Stored data entries:
— Begin —

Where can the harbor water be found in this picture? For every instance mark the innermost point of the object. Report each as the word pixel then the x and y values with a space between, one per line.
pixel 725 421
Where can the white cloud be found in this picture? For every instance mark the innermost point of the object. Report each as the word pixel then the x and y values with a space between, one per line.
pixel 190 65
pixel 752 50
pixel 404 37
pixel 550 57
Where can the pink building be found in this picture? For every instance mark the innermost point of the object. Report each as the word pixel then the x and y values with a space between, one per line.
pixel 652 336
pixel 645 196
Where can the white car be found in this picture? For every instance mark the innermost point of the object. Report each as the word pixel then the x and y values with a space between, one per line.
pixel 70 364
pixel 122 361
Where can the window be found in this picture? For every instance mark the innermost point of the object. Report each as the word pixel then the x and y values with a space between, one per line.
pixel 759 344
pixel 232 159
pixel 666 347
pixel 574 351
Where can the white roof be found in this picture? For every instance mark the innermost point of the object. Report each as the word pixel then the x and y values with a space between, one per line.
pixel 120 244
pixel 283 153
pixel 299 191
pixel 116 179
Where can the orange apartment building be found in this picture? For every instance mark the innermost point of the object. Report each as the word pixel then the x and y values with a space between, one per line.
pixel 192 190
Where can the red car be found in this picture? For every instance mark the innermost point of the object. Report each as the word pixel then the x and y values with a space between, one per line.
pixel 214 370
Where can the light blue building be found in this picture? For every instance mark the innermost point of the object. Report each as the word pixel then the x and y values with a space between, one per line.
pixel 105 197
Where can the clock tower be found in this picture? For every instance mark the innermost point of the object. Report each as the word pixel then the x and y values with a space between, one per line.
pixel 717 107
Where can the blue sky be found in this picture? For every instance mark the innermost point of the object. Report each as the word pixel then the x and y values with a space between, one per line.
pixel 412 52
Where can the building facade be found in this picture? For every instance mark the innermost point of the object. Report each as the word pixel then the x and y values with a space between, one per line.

— End —

_WHAT TO DO_
All the data must be duplicated exactly, with nothing added or removed.

_EXPECTED ANSWER_
Where can the harbor water be found in this picture? For every instance mark the innermost point of the object. Report each as the word pixel then the x and y values with a space between, one per line.
pixel 725 421
Where can the white cloud be found in this picture? For every instance mark the innermost point of the object. Report each as the word pixel then the x and y values with a space between, one per line.
pixel 190 65
pixel 752 50
pixel 404 37
pixel 550 57
Where can the pink building be found in this picture? For every instance mark the innermost point of the object. Report each as the word pixel then the x and y values with a space between, one per line.
pixel 652 336
pixel 645 196
Where can the white car be found in this picture? For every instance mark the innermost point of the object. Report each as the word pixel then the x and y values with a space between, one per line.
pixel 70 364
pixel 122 361
Where can the window be found in this picture? For every instance mark the innermost point of the object. Report each as the word pixel then the x and y values with a space between, one per line.
pixel 759 344
pixel 232 159
pixel 666 347
pixel 574 351
Where can the white roof be found in this picture? For every instance mark the innermost point of the object. Report each as the word pixel then the x and y values with a space between, one per line.
pixel 120 244
pixel 283 153
pixel 299 191
pixel 116 179
Where can the orange apartment building be found in this picture? For every instance mark the innermost point of the object. Report each as the word pixel then the x and y values with a space between, one per line.
pixel 192 190
Where can the red car be found in this picture? For every instance mark the innermost point of the object. Report each as the word pixel then the x and y values with a space between, one per line.
pixel 214 370
Where can the light blue building be found in this picture? For every instance mark the innermost point of the object. Report each as the word pixel then the x and y values with a space between, one per line.
pixel 105 197
Where can the clock tower be found in this picture? For every instance mark the innermost point of the object. Report each as the word pixel then the x and y values with a space between, one per line.
pixel 717 107
Where can the blue sky be found in this picture? For every instance mark the innermost point of the object. Report each as the word pixel then the x and y values with a space between, one per line.
pixel 412 52
Where can the building facade be found in this picture? For every instance mark the innermost point of the object. Report each as the word pixel then the x and y values with a space between, one per line.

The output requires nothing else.